BRIEF
Copy every one of the records below word for word, leaving out the pictures.

DATA TO PROCESS

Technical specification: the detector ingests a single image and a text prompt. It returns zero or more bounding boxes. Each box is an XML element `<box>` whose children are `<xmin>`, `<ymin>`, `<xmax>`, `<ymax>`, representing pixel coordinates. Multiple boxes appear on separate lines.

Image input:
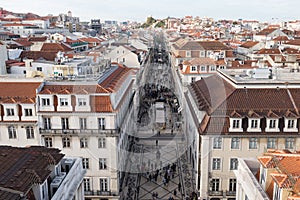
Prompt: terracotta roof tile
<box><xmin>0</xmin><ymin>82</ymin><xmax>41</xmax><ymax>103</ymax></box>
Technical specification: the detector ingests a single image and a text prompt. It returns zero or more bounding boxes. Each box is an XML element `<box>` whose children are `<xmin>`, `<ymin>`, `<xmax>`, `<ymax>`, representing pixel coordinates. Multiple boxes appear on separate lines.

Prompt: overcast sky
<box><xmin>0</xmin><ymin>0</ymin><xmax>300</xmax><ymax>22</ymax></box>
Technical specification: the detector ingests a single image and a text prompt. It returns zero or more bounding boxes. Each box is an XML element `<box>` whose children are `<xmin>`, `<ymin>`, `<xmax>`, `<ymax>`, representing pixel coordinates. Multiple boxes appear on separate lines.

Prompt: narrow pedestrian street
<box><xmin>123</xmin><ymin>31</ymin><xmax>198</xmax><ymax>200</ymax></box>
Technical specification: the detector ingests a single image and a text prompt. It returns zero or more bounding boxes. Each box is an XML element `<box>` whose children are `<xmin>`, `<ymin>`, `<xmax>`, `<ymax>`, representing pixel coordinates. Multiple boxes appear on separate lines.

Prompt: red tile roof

SOLUTION FOR THIS PROBLEM
Technical specification: the detector ingests a single image and a text prompt. It returns zero or more bounding boxes. Each box is an XML element `<box>` whose children are `<xmin>`, `<ymin>`, `<xmax>`, `<ymax>`, representing pixel coordinates. Multiple boxes appear on separate lines.

Image input:
Prompt: terracotta roof tile
<box><xmin>0</xmin><ymin>82</ymin><xmax>41</xmax><ymax>103</ymax></box>
Technical specification: the detector ingests a single image and a text prompt. It returns zero or more bounding boxes. Each box is an XML element `<box>` whose children are `<xmin>`, `<ymin>`, `<xmax>`, `<ymax>`, representing pixel coordinates. Multiple boxes appear on separate lines.

Prompt: overcast sky
<box><xmin>0</xmin><ymin>0</ymin><xmax>300</xmax><ymax>22</ymax></box>
Technical specification: the detector ingests a single image and a text prompt. It returns zero or more bounding boxes. Each box is an XML element `<box>` whose children are `<xmin>`, `<ymin>`, `<xmax>`, `<ymax>`, representing pixel coordinates. Multiple boxes appear on separate lines.

Prompt: narrow pedestrian street
<box><xmin>123</xmin><ymin>31</ymin><xmax>198</xmax><ymax>200</ymax></box>
Technical specification: the detector ingests a single image and a text prompt. It returns zero or more bounding boxes. Each box is an XML element `<box>` whose children are `<xmin>`, `<ymin>`, `<xmax>`, `<ymax>`, representing pixel coordinates. Multiple boxes appear on separate lines.

Prompt: red tile roof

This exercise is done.